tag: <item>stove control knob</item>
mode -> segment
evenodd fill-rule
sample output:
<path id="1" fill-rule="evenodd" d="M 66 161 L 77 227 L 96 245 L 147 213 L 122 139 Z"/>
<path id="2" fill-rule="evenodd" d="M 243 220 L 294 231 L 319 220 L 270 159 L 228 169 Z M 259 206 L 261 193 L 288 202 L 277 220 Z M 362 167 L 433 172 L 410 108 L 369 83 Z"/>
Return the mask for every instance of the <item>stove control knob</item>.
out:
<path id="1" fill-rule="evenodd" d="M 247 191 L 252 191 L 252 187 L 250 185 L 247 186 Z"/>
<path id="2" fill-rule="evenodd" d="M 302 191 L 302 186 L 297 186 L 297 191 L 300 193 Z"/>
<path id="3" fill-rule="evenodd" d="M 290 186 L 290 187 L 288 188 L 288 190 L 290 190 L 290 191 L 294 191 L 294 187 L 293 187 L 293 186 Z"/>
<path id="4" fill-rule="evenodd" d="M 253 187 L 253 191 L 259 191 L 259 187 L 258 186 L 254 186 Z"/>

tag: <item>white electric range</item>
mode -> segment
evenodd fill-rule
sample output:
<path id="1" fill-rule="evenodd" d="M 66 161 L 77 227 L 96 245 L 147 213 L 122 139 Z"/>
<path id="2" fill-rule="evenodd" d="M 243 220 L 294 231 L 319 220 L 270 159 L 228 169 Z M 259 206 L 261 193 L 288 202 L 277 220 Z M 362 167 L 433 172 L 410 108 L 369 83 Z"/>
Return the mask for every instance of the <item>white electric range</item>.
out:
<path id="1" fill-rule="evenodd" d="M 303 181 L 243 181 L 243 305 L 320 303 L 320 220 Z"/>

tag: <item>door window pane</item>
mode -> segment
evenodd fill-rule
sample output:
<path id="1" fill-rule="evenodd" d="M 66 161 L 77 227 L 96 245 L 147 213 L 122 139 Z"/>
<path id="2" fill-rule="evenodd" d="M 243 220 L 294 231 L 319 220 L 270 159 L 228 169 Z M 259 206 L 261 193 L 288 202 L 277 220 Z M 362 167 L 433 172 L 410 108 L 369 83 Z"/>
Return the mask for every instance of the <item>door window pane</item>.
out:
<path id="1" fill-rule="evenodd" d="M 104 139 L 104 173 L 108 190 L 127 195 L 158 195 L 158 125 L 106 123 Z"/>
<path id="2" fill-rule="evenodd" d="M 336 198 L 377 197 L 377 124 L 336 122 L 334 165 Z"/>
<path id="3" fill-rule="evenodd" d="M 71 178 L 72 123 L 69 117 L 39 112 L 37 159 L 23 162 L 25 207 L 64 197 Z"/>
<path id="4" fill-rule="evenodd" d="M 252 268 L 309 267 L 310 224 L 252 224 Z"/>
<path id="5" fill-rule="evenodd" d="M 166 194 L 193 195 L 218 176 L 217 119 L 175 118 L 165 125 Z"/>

■ **Assignment**: Nothing but an exact repetition of the entries is expected here.

■ **Answer for this exercise**:
tag: <item>stove control knob</item>
mode -> segment
evenodd fill-rule
sample output:
<path id="1" fill-rule="evenodd" d="M 66 161 L 77 227 L 96 245 L 147 213 L 122 139 Z"/>
<path id="2" fill-rule="evenodd" d="M 243 220 L 294 231 L 319 220 L 270 159 L 228 169 Z M 259 206 L 261 193 L 288 202 L 277 220 Z M 362 167 L 433 172 L 410 108 L 369 83 Z"/>
Return the mask for every instance of the <item>stove control knob</item>.
out:
<path id="1" fill-rule="evenodd" d="M 247 191 L 252 191 L 252 187 L 250 185 L 247 186 Z"/>
<path id="2" fill-rule="evenodd" d="M 302 191 L 302 186 L 297 186 L 297 191 L 300 193 Z"/>
<path id="3" fill-rule="evenodd" d="M 290 186 L 290 187 L 288 188 L 288 190 L 290 190 L 290 191 L 294 191 L 294 187 L 293 187 L 293 186 Z"/>
<path id="4" fill-rule="evenodd" d="M 253 187 L 253 191 L 259 191 L 259 187 L 258 186 L 254 186 Z"/>

tag: <item>white electric range</item>
mode -> segment
evenodd fill-rule
sample output:
<path id="1" fill-rule="evenodd" d="M 66 161 L 77 227 L 96 245 L 147 213 L 122 139 Z"/>
<path id="2" fill-rule="evenodd" d="M 243 220 L 294 231 L 319 220 L 270 159 L 228 169 Z M 259 206 L 261 193 L 288 202 L 277 220 Z M 362 167 L 433 172 L 410 108 L 369 83 Z"/>
Return the mask for every instance of the <item>white electric range</item>.
out:
<path id="1" fill-rule="evenodd" d="M 303 181 L 243 181 L 243 305 L 320 303 L 320 220 Z"/>

tag: <item>door window pane</item>
mode -> segment
evenodd fill-rule
sample output:
<path id="1" fill-rule="evenodd" d="M 66 161 L 77 227 L 96 245 L 147 213 L 122 139 Z"/>
<path id="2" fill-rule="evenodd" d="M 243 220 L 294 231 L 319 220 L 270 159 L 228 169 Z M 259 206 L 261 193 L 288 202 L 277 220 Z M 362 167 L 433 172 L 410 108 L 369 83 Z"/>
Return the mask for every instance of the <item>door window pane</item>.
out:
<path id="1" fill-rule="evenodd" d="M 104 139 L 104 173 L 108 190 L 127 195 L 158 195 L 158 125 L 106 123 Z"/>
<path id="2" fill-rule="evenodd" d="M 336 198 L 377 197 L 377 124 L 336 122 L 334 165 Z"/>
<path id="3" fill-rule="evenodd" d="M 71 178 L 72 123 L 69 117 L 39 112 L 37 159 L 23 162 L 25 207 L 64 197 Z"/>
<path id="4" fill-rule="evenodd" d="M 252 268 L 309 267 L 310 224 L 252 224 Z"/>
<path id="5" fill-rule="evenodd" d="M 166 194 L 193 195 L 218 176 L 217 119 L 175 118 L 165 125 Z"/>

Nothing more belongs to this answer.